◆ EXERCISE AIM ◆
Write out every entry exactly as given, but omit the pictures.
begin DATA SECTION
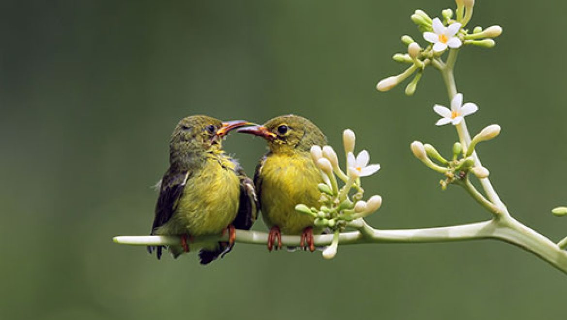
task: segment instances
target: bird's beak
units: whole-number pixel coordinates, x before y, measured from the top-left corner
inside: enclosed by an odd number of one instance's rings
[[[256,125],[256,124],[243,120],[229,121],[222,123],[222,127],[217,130],[217,136],[220,138],[229,134],[232,130],[246,125]]]
[[[263,125],[255,125],[239,129],[236,132],[243,132],[244,133],[250,133],[258,137],[261,137],[268,140],[273,140],[277,137],[276,134],[268,130]]]

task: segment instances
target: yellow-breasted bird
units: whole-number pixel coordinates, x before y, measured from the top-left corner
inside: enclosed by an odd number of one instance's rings
[[[268,249],[272,251],[276,241],[277,247],[281,247],[282,233],[301,234],[301,246],[306,245],[314,251],[314,218],[297,212],[295,207],[300,203],[320,206],[317,184],[323,181],[309,150],[314,145],[325,145],[325,135],[308,120],[293,115],[237,131],[262,137],[268,141],[269,150],[260,159],[254,175],[260,209],[270,228]]]
[[[170,167],[160,182],[150,233],[180,235],[180,245],[169,248],[174,256],[189,251],[188,237],[219,234],[228,229],[228,243],[202,246],[200,263],[207,264],[232,249],[235,228],[249,230],[256,220],[257,200],[252,181],[221,145],[230,130],[251,124],[196,115],[176,126],[170,142]],[[148,247],[148,251],[155,250],[159,259],[163,248]]]

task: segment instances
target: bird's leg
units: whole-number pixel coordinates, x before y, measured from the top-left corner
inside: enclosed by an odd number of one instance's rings
[[[282,249],[282,233],[280,231],[280,227],[274,226],[270,229],[270,233],[268,235],[268,251],[272,251],[274,247],[274,242],[276,240],[278,243],[276,246],[276,249]]]
[[[192,241],[192,237],[189,237],[187,233],[184,233],[181,236],[181,246],[183,247],[183,250],[186,252],[189,252],[189,244],[187,243],[187,238],[189,238],[189,242]]]
[[[301,233],[301,240],[299,242],[299,246],[305,249],[309,249],[309,251],[313,252],[315,251],[315,239],[313,238],[313,227],[308,226],[303,229],[303,232]]]

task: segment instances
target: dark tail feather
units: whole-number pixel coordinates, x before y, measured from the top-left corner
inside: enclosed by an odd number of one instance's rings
end DATA SECTION
◆ RESPONSE TO THIS EXERCISE ◆
task: segment instances
target: bird's beak
units: whole-number pixel coordinates, x before y, measured from the top-left corner
inside: enclosed by an odd number of one instance's rings
[[[256,125],[256,124],[243,120],[229,121],[222,123],[222,127],[217,130],[217,136],[220,138],[229,134],[232,130],[246,125]]]
[[[263,125],[255,125],[239,129],[236,132],[243,132],[244,133],[250,133],[258,137],[261,137],[268,140],[273,140],[277,137],[276,134],[268,130]]]

task: segment instances
target: yellow-breasted bird
units: whole-number pixel coordinates, x before y, measured from the top-left corner
inside: enclosed by an odd number of one instance's rings
[[[268,249],[272,251],[276,241],[277,247],[281,247],[282,233],[301,234],[301,246],[306,245],[314,251],[314,218],[297,212],[295,207],[300,203],[320,206],[317,184],[323,181],[309,150],[314,145],[325,145],[325,135],[308,120],[293,115],[237,131],[262,137],[268,141],[269,150],[260,159],[254,175],[260,209],[270,228]]]
[[[170,167],[160,182],[150,233],[180,235],[180,245],[169,248],[174,256],[189,251],[188,237],[219,234],[228,229],[228,243],[202,246],[200,263],[207,264],[232,249],[235,228],[249,230],[256,220],[257,200],[252,181],[221,145],[230,130],[251,124],[196,115],[176,126],[170,142]],[[148,247],[148,251],[155,250],[159,259],[163,248]]]

task: segment instances
target: bird's leg
units: whole-number pixel coordinates, x before y, measured from the top-left corner
inside: enclosed by an odd number of one instance's rings
[[[282,249],[282,233],[280,231],[280,227],[274,226],[270,229],[270,233],[268,235],[268,251],[272,251],[274,247],[274,242],[276,240],[278,243],[276,246],[276,249]]]
[[[192,241],[192,237],[189,237],[187,233],[184,233],[181,236],[181,246],[183,247],[183,250],[186,252],[189,252],[189,244],[187,243],[187,238],[189,238],[189,242]]]
[[[301,233],[301,240],[299,242],[299,246],[305,249],[309,249],[309,251],[313,252],[315,251],[315,239],[313,238],[313,227],[308,226],[303,229],[303,232]]]

task: segment instances
target: dark tail feather
units: whole-number pixel coordinates, x before y, measured from the top-left corner
inside: enclosed by an odd number of one instance's rings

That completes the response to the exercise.